» WORK TASK: Please rename "rough mask" to "coarse mask" throughout the lines from the first one through the line with "positive clicks: (174, 380) (190, 381)", and give back only those lines, otherwise unchanged.

» EXCERPTED DATA:

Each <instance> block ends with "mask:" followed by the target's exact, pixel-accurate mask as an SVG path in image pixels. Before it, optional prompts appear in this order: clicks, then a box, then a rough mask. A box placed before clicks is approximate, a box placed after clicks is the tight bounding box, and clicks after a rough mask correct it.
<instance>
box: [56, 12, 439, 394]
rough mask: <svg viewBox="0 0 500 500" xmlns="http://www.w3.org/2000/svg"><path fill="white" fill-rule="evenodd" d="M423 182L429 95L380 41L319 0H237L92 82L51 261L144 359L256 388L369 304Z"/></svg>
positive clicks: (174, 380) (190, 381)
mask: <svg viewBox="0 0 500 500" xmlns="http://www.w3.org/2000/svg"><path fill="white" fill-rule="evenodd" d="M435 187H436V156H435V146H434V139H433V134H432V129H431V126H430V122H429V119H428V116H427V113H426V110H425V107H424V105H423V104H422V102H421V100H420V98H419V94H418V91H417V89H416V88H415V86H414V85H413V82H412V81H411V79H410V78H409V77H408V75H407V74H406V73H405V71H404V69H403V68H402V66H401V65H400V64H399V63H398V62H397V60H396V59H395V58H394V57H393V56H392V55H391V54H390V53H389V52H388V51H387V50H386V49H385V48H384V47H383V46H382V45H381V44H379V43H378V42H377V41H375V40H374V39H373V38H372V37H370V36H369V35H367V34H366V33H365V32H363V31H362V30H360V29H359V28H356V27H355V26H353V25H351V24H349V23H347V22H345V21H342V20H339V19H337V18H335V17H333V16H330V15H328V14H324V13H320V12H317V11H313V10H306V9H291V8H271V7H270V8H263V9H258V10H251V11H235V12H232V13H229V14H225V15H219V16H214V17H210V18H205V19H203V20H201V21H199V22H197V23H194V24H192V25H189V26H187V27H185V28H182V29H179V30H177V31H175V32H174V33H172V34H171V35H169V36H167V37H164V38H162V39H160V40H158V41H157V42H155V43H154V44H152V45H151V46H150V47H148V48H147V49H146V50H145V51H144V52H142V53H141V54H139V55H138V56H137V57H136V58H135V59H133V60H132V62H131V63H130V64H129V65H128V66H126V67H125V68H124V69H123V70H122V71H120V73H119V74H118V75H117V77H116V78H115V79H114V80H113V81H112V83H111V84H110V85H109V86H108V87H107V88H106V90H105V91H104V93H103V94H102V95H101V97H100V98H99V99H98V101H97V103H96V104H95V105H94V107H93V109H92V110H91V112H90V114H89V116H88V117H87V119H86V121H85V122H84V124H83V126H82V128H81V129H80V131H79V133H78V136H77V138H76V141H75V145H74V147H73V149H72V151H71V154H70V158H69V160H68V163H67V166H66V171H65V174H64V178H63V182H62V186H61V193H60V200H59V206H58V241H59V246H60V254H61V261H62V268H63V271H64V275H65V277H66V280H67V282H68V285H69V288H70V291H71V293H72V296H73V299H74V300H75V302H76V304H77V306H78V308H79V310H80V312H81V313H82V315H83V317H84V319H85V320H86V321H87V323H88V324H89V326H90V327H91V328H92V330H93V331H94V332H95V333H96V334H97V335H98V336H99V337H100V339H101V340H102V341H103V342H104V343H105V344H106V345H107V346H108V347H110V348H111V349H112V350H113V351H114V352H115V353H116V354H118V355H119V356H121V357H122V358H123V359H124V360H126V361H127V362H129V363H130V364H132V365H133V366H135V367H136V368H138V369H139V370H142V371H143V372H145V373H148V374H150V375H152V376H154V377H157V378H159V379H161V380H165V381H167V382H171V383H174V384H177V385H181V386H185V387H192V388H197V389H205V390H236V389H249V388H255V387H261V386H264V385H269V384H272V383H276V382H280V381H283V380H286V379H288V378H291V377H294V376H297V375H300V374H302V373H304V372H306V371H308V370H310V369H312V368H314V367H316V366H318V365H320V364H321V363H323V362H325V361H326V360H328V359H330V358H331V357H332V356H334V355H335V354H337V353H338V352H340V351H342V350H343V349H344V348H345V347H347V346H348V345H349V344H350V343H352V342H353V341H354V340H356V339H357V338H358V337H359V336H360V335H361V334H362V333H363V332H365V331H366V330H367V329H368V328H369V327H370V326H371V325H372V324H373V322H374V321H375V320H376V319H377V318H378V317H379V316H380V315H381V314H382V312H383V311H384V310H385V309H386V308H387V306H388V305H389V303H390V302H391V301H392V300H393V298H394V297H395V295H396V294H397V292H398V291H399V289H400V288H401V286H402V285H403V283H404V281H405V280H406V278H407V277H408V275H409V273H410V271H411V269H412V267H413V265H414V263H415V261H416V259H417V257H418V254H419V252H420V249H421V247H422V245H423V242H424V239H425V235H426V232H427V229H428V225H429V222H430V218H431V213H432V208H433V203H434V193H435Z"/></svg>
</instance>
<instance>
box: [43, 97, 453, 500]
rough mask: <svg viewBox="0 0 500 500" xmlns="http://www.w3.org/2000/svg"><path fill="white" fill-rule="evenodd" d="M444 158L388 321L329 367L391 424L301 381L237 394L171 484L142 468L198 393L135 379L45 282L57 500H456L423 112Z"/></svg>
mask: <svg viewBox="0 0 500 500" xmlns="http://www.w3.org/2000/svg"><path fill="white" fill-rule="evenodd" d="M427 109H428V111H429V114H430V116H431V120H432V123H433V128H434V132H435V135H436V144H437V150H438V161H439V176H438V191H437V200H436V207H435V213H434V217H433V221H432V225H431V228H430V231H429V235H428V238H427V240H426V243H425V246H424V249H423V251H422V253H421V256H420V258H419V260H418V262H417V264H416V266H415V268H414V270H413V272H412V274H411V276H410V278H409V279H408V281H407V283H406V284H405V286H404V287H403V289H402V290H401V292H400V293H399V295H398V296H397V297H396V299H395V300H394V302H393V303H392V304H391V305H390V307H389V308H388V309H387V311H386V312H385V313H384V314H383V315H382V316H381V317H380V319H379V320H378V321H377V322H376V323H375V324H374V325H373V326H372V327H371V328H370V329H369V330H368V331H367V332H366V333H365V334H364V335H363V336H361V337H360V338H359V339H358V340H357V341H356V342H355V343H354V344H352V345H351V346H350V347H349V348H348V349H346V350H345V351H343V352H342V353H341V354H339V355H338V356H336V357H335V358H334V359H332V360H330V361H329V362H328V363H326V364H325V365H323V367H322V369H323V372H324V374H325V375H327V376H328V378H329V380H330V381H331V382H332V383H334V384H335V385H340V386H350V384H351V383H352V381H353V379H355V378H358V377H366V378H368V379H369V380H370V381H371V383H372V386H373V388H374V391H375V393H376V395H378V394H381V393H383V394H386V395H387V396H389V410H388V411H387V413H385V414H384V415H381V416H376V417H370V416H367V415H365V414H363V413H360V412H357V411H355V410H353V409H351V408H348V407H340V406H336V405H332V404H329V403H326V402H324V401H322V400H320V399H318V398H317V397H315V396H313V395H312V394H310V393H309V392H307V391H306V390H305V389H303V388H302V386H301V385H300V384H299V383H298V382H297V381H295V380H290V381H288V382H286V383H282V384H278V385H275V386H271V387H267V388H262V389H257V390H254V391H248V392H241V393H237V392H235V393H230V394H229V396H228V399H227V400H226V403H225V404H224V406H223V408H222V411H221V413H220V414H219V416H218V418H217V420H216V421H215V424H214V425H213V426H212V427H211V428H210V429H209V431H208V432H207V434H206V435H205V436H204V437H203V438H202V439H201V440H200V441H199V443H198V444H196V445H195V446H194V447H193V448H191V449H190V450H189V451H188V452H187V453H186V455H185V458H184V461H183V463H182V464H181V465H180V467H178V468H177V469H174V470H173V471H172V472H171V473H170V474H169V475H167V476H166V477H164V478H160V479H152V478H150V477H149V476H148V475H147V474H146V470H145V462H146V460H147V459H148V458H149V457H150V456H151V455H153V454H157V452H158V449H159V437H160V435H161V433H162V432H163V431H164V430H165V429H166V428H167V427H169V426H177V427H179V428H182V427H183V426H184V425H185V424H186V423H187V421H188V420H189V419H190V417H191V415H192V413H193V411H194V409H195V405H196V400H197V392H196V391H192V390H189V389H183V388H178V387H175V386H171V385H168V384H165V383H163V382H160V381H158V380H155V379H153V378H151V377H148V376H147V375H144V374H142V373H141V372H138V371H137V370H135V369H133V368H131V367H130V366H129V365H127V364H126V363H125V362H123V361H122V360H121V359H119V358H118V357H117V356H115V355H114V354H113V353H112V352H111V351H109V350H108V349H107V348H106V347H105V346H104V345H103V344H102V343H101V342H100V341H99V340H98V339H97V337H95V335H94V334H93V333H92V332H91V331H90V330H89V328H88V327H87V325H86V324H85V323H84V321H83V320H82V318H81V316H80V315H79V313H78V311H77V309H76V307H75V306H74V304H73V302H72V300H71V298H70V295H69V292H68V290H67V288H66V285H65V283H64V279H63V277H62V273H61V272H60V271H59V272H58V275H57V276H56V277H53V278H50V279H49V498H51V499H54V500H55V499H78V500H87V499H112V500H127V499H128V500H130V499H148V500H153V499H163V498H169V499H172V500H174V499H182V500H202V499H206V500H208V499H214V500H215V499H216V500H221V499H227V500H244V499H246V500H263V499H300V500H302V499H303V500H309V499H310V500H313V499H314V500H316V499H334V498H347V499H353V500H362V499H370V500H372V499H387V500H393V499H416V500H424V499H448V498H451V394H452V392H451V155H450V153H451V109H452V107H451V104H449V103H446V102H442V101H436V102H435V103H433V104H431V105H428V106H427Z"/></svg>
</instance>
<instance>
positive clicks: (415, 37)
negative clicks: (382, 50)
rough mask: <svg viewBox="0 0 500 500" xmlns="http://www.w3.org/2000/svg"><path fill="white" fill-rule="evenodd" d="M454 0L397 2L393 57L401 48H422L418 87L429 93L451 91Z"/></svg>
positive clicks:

» RESPONSE FOR THIS EXERCISE:
Each <instance> block ends with "mask:" followed by the target's exact, pixel-accurate mask as an SVG path in image pixels. Before it, optional prompts appear in this order: clicks, then a box, then a coarse mask. A box placed before clicks is approximate, a box placed after clicks is the tight bounding box, and clicks after a coarse mask correct it.
<instance>
box: [56, 12, 439, 394]
coarse mask: <svg viewBox="0 0 500 500" xmlns="http://www.w3.org/2000/svg"><path fill="white" fill-rule="evenodd" d="M423 182L429 95L380 41L319 0H237L92 82L51 261L144 359L256 388L369 304Z"/></svg>
positive clicks: (174, 380) (190, 381)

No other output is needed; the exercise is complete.